Exercise instructions: Continue the passage below on how the Capital Stage Group limits its risks, starting after its final sentence.

Selected excerpt:
The Capital Stage Group has various strategies to reduce and avoid risk by taking appropriate countermeasures. The Group focuses on existing parks in order to reduce the risk of the project phase. It has warranties from manufacturers for the unlikely event of a decline in performance and insurance contracts to cover the loss of income. Furthermore, project reserves for the solar parks and wind parks have been set aside from current cash flow and can be drawn on if components need to be replaced. Downtime is minimised by real-time online monitoring. Monitoring is carried out either by the Capital Stage Group itself or by respected partners. To minimise financing risks, the Group ensures that the financing banks do not have any recourse to companies other than the respective borrowers. Financing arrangements are generally on a non-recourse basis, in which the collateral for the bank is limited to the park in question. Meteorological risks are factored into the calculations for the wind parks in the form of safety margins, as wind power can fluctuate widely from year to year. Long-term statistical analyses show that, on average, years with less sunshine are balanced by sunnier years. Independent yield surveys are also obtained in most cases. Interest rate swaps may be used to hedge interest rate risks and enable reliable calculation and planning.

Collected data:
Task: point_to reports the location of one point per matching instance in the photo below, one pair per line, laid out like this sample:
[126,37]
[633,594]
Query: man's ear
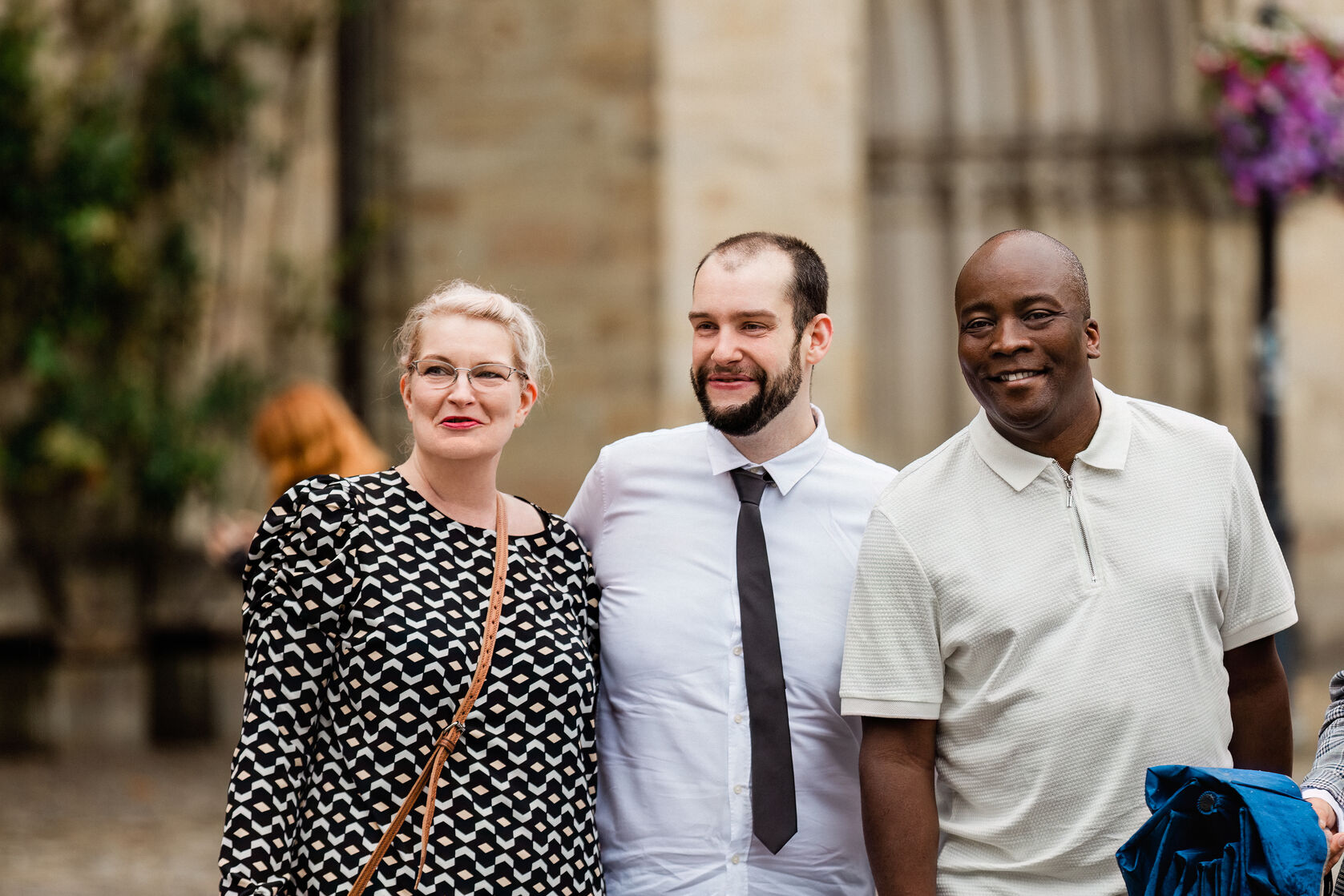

Exercise output:
The identified risks are reviewed in weekly deal meetings. Meetings are attended by the managing directors, the investment team, the asset management team and the commercial department of the Capital Stage Group. The asset management team presents all the technical and commercial aspects of the parks' current operations. These include the availability of the facilities and cumulative power production. The investment team provides information about new investment opportunities and the progress made on integrating investments already made.
Every solar park and wind park is discussed individually, so that specific countermeasures can be taken at short notice as necessary.
For ongoing business, Capital Stage has – in its
wholly owned subsidiary Capital Stage Solar Service GmbH – its own unit for technical management and maintenance of the solar parks and wind parks. Systems which allow constant monitoring of performance are built in to the solar parks and wind parks. In the monitoring process, this information is relayed to Capital Stage Solar Service which can then react immediately to the development of errors and downtime in the operation of the installations.
Risk management for the Capital Stage Group and Capital Stage AG entails defining the following risks, evaluating them according to their probability of occurrence and impact and then dividing them into risk classes.
This class includes risks with a high probability of occurrence and a significant impact on the Group.
This class includes risks with a low probability of occurrence but with a significant impact on the Group, should they occur.
This class includes risks with a high probability of occurrence but minimal impact on the Group.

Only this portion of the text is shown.